TASK DETAILS
Can you reproduce the records below word for word, from the line containing "Question: What bounding box encloses the receding" through the end of the records?

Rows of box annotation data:
▶

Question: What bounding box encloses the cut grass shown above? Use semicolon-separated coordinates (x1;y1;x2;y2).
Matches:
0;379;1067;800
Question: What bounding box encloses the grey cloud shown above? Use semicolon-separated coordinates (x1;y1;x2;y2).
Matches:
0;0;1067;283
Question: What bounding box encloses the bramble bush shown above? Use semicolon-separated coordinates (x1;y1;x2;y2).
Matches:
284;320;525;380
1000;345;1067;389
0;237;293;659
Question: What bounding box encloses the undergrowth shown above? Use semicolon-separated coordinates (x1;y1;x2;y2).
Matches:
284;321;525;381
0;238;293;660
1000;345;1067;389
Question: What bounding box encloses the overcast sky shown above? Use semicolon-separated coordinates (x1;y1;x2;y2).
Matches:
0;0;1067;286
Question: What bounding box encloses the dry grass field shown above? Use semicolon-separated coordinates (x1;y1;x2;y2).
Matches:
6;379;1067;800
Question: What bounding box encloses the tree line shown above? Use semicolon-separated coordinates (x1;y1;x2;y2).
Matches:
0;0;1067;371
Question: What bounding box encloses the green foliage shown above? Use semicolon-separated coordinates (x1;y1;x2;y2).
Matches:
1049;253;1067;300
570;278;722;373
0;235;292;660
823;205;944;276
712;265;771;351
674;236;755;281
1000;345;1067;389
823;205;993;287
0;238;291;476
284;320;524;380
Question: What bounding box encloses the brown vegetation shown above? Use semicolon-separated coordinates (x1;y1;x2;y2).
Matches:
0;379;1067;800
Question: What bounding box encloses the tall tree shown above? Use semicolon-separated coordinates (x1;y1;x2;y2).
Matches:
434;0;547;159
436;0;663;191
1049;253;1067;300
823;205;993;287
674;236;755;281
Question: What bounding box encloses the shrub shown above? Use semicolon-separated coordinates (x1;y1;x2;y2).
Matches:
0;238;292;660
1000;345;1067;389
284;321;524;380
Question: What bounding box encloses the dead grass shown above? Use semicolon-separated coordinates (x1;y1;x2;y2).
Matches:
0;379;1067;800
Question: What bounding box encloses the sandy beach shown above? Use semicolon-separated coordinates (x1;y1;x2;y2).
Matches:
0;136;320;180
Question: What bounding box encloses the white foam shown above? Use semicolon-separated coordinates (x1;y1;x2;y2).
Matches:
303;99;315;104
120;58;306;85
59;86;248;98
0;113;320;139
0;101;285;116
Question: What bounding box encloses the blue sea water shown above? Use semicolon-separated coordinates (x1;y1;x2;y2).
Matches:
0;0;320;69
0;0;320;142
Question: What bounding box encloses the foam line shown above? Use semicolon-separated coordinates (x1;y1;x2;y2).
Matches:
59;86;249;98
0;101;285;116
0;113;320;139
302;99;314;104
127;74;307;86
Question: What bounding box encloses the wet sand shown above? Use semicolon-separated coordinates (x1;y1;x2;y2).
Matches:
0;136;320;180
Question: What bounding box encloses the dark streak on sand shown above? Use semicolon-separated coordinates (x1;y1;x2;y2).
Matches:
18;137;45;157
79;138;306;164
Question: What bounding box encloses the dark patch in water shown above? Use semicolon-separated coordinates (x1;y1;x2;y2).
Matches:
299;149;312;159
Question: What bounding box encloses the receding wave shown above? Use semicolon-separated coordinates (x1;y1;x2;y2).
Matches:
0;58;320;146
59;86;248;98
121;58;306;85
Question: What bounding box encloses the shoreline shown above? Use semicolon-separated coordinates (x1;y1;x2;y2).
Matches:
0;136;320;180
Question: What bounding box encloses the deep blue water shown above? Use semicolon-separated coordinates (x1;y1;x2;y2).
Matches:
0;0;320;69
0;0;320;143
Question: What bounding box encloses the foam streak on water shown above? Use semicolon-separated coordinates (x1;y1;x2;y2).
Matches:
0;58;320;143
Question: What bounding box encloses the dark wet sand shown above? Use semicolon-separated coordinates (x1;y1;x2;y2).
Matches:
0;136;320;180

◀

EXPECTED ANSWER
Question: What bounding box encloses the receding wave shown above? Use semicolon-separated coordinates (x1;y1;x2;y2).
Matches:
0;58;320;146
59;86;248;98
121;58;306;85
Question: What bounding box encloses the shoreline shown above? Use semicolon-separated coordinates (x1;y1;x2;y2).
Matches:
0;136;320;180
Question: What bounding box encloses the deep blue water shown above? Use semicolon-separated coordinates (x1;y1;x2;y2).
Matches:
0;0;320;69
0;0;320;143
Question: What bounding box encloses the foam streak on water shown above? Use semicolon-separated coordinates (x1;y1;x2;y2).
Matches:
0;58;320;143
Question: What bounding box encloses the dark wet sand shown above? Use semicolon-separated coordinates (x1;y1;x2;y2).
Matches:
0;136;320;180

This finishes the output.